#### Task requirements:
Give back all of the data exactly as written.

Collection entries
|---|
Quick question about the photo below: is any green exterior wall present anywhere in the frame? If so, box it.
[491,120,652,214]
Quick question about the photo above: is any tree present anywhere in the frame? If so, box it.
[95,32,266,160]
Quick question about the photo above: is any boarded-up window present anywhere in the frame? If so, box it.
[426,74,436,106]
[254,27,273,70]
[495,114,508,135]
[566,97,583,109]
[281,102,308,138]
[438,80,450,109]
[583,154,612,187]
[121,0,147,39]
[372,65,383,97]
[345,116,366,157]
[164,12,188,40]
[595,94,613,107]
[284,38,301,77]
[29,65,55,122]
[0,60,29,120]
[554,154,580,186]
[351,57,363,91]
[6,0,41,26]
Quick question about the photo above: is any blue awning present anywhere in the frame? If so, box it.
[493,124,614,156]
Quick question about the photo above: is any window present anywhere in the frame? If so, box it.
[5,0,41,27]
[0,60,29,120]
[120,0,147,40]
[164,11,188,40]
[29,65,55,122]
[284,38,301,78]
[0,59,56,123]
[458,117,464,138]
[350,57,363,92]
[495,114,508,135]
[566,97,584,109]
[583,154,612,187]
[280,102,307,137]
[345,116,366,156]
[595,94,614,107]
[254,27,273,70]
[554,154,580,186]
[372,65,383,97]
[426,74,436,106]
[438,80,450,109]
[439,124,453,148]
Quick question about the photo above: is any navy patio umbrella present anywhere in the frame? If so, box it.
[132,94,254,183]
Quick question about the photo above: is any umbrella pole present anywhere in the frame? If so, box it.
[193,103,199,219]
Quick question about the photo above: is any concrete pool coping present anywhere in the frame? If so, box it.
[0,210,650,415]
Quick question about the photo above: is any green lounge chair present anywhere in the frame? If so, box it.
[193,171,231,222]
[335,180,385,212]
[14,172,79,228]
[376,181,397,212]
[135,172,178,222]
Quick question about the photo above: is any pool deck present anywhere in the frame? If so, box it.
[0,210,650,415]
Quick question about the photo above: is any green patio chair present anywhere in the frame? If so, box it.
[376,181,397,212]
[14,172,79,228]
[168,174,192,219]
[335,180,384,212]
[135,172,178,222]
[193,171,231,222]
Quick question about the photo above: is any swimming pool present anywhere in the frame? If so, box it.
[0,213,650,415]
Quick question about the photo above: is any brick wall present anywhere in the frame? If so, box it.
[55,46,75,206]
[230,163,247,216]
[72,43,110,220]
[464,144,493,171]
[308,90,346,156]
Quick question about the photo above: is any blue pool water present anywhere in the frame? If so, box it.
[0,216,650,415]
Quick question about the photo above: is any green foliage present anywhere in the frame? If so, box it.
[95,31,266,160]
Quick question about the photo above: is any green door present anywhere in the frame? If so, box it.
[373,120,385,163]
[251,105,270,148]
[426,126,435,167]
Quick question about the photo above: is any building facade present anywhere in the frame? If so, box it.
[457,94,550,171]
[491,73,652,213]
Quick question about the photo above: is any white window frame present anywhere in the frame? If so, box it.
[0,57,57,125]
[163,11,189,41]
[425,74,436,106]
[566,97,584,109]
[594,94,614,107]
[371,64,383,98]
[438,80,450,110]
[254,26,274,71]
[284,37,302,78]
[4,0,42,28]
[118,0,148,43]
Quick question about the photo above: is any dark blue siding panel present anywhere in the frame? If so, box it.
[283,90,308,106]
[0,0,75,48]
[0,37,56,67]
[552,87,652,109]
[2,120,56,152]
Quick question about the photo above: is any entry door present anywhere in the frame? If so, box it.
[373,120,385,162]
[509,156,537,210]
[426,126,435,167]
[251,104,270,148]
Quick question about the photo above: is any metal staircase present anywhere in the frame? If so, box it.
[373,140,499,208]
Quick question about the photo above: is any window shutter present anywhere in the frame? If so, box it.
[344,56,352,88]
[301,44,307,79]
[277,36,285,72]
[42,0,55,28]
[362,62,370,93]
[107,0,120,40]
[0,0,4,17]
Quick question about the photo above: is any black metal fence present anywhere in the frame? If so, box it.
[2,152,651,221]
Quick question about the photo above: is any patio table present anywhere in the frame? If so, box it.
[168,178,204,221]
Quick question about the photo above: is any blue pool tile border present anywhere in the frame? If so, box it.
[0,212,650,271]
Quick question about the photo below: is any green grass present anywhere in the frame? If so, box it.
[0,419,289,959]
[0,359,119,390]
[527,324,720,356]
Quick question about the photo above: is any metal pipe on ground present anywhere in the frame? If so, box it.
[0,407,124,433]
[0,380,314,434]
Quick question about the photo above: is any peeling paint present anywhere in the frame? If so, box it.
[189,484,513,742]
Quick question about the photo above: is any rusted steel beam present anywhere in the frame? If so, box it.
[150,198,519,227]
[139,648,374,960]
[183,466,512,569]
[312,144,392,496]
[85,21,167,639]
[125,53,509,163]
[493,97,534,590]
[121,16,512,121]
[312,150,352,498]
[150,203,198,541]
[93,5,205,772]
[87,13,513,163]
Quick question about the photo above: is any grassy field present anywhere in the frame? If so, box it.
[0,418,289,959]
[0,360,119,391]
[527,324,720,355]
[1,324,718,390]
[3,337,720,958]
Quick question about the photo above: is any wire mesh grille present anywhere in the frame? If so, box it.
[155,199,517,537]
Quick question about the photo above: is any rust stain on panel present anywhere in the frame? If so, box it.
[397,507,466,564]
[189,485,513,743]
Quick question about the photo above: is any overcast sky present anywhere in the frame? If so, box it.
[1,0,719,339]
|---|
#### Response:
Quick question about the photo below: is any green exterior wall present anywhere in the frame? If so, box it.
[491,120,652,214]
Quick question about the photo above: is any tree present anywhere in the frame? If so, box it.
[95,32,266,160]
Quick question about the photo above: is any boarded-up window present anywhere in the frame? If so, box it.
[426,74,436,106]
[254,27,273,70]
[495,114,508,135]
[566,97,583,109]
[281,102,308,138]
[438,80,450,109]
[583,154,612,187]
[121,0,147,39]
[372,65,383,97]
[345,116,366,157]
[164,12,188,40]
[595,94,613,107]
[284,38,301,77]
[29,65,55,122]
[0,60,29,120]
[554,154,580,186]
[351,57,363,91]
[6,0,41,26]
Quick question about the photo above: is any blue awning present anywhere in the frame? If so, box it.
[493,124,614,156]
Quick question about the photo above: is any window present anywhere in the frame? If so, box it.
[5,0,41,27]
[0,60,29,120]
[120,0,147,40]
[164,11,188,40]
[29,65,55,122]
[284,38,301,78]
[0,59,56,123]
[458,117,464,138]
[350,57,363,92]
[495,114,508,135]
[566,97,584,109]
[583,154,612,187]
[280,102,307,137]
[345,116,366,156]
[595,94,614,107]
[254,27,273,70]
[554,154,580,186]
[372,65,383,97]
[426,74,436,106]
[438,80,450,109]
[439,124,453,148]
Quick question about the photo above: is any navy patio umbrella present anywhere in the frame? If so, box it.
[132,94,254,183]
Quick question about the photo above: is any umbrella pole present anywhere in the frame? If so, box it.
[193,103,199,219]
Quick question about the photo above: is any concrete pool coping present anywhere in the frame? If so, box it.
[0,210,650,415]
Quick question about the photo above: is any green lounge chair present anywhere in the frame? If so, box it.
[193,171,231,222]
[335,180,385,212]
[14,172,79,228]
[376,181,397,212]
[135,172,178,222]
Quick question about the photo above: is any pool deck present anywhere in the frame? If so, box it.
[0,210,650,415]
Quick question about the photo above: is any green patio chair present anywhere in the frame? If so, box it.
[376,181,397,212]
[14,172,79,228]
[168,174,192,219]
[335,180,384,212]
[135,172,178,222]
[193,171,231,222]
Quick question about the photo above: is any swimming pool present anywhere in the frame? If so, box it.
[0,213,650,415]
Quick question about the photo above: is any brick wall present anywhere in the frame? If so, box it.
[55,46,75,206]
[230,163,247,216]
[72,43,110,220]
[464,144,493,171]
[308,90,346,156]
Quick question about the photo above: is any blue pool water present anywhere in the frame? If so, box it.
[0,216,650,415]
Quick question about the photo above: is any green foliage present anywhere in the frame? If so, box it.
[95,31,266,160]
Quick question about the photo above: is any green door present anywhere in the frame? If so, box it.
[373,120,385,163]
[251,105,270,148]
[426,126,435,167]
Quick question about the photo above: is any building facade present anywhere in the frame? If so, box it.
[457,94,550,171]
[491,73,652,213]
Quick question about the photo above: is any white window frame present anywhere in the frame? If so, box it.
[0,57,57,125]
[163,11,189,41]
[425,74,436,106]
[566,97,584,109]
[594,94,614,107]
[371,64,383,98]
[438,80,450,110]
[254,26,274,71]
[284,37,302,78]
[4,0,42,28]
[118,0,148,43]
Quick question about the photo above: is any dark blue siding panel present anywhere in the frame? If so, box it.
[283,90,308,106]
[0,0,75,48]
[0,37,56,67]
[552,87,652,109]
[2,120,56,152]
Quick question about the photo above: is any entry door present anywhere in the frame? If so, box it.
[373,120,385,162]
[509,156,537,210]
[426,126,435,167]
[251,104,270,148]
Quick question about the photo above: is any metal staircase present anywhere in the frame? If so, box it.
[373,140,499,208]
Quick question about the photo above: is any window shutter present anywhere in the frame? If so, box it.
[344,56,352,88]
[301,44,307,79]
[277,36,285,72]
[42,0,55,28]
[362,62,370,93]
[107,0,120,40]
[0,0,4,17]
Quick question about the photo above: is any black metal fence present anywhere in the frame? If so, box it.
[2,152,651,221]
Quick question about the photo above: is any patio table present anywhere in the frame? If so, box it.
[168,178,204,221]
Quick question about the photo above: is any blue pool tile border present anywhere in the frame? If so, box it.
[0,212,650,271]
Quick question about the photo below: is any green grass present anywhere in the frame? If so, box it.
[0,419,289,959]
[0,359,119,390]
[527,324,720,356]
Quick question about the photo above: is any metal pipe on ground present anywhere in the frame? If so, box it.
[0,407,124,433]
[0,380,314,434]
Quick question about the photo above: is any peeling paint present anywhere in the frame? If so, box it.
[189,484,513,742]
Quick question about the photo above: is any rusted steel beam present anywhere in the frame? If so, box it.
[150,198,519,227]
[139,648,374,960]
[183,466,512,569]
[312,144,392,496]
[85,21,167,639]
[125,53,509,163]
[493,97,534,590]
[121,16,512,121]
[312,150,352,498]
[150,203,198,541]
[93,5,205,772]
[87,13,513,163]
Quick question about the photo above: is any grassy field present anywhere in the frame? If so, box it.
[0,418,289,959]
[0,360,119,391]
[527,324,720,355]
[1,324,718,390]
[3,337,720,958]
Quick question about the photo above: is any wire mesh grille present anywhere in the frame? If so, box it.
[155,199,517,537]
Quick question about the photo above: is any rust stain on panel present anywhere in the frame? If so, box it.
[397,507,466,564]
[189,485,513,743]
Quick question about the photo above: is any overcast sky present anywhere in the frame? If so, box it.
[1,0,719,339]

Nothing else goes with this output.